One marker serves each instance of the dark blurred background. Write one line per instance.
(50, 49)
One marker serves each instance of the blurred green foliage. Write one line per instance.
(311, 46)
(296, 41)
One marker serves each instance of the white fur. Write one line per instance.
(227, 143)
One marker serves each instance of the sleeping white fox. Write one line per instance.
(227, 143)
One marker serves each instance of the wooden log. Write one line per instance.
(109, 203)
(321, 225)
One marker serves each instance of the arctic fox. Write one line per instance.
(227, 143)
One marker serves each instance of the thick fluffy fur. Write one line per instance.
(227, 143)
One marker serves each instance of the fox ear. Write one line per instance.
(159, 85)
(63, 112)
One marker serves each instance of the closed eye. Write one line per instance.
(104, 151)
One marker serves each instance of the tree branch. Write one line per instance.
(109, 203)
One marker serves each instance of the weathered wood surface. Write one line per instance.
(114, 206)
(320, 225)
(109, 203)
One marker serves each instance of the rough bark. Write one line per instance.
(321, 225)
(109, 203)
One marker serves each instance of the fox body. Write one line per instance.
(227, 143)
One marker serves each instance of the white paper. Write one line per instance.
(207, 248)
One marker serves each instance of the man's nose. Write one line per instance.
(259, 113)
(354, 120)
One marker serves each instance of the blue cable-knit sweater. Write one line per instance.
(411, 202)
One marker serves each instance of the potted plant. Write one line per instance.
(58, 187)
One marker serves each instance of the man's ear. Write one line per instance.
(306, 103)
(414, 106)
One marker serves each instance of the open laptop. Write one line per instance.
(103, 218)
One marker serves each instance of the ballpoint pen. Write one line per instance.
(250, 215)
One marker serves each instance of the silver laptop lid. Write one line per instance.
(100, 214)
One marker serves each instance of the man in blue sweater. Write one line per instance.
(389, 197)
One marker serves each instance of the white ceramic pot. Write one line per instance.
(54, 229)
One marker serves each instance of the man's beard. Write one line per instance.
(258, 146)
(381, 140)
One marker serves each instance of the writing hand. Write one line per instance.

**What you will do:**
Return the whole listing as it stands. Nothing may be altered.

**Answer section:**
One marker serves each instance of the dark blurred background. Write one line per instance.
(50, 49)
One marker serves each instance of the blurred green foliage. Write one line per instance.
(311, 46)
(296, 41)
One marker serves each instance of the white fur. Write one line per instance.
(227, 143)
One marker serves each instance of the sleeping white fox. Write one line per instance.
(227, 143)
One marker serves each instance of the wooden log. Write one line per instance.
(109, 203)
(321, 225)
One marker serves each instance of the arctic fox. Write one line per instance.
(227, 143)
One marker serves each instance of the thick fluffy fur. Write one line per instance.
(227, 143)
One marker serves each instance of the fox ear. Write one line per instance.
(159, 85)
(63, 112)
One marker serves each instance of the closed eye. Write one line per instance.
(104, 151)
One marker serves each instance of the tree branch. Write one line per instance.
(109, 203)
One marker serves each instance of the weathered wood surface. Write one line per instance.
(114, 206)
(320, 225)
(109, 203)
One marker serves each instance of the rough bark. Write one line per instance.
(321, 225)
(109, 203)
One marker serves each instance of the fox body. Write one line per instance.
(227, 143)
One marker serves each instance of the white paper. Write one line per instance.
(207, 248)
One marker serves each instance of the man's nose. Write one line per instance.
(259, 113)
(354, 120)
One marker serves each instance of the blue cable-knit sweater. Write one line per instance.
(411, 202)
One marker serves each instance of the potted plant. Write one line per instance.
(58, 187)
One marker serves each instance of the man's ear. Write one line per instance.
(306, 103)
(414, 106)
One marker serves each instance of the open laptop. Write one line per instance.
(103, 218)
One marker serves each instance of the ballpoint pen. Write one line per instance.
(250, 215)
One marker serves each instance of the silver laptop lid. Write one line per instance.
(100, 214)
One marker serves each instance of the man in blue sweater. Write one line per instance.
(389, 197)
One marker serves each instance of the white ceramic pot. Write one line per instance.
(54, 229)
One marker serves each instance of the man's beard. Write one line per instance.
(258, 146)
(381, 140)
One marker serves each instance of the writing hand. Write one line per instance.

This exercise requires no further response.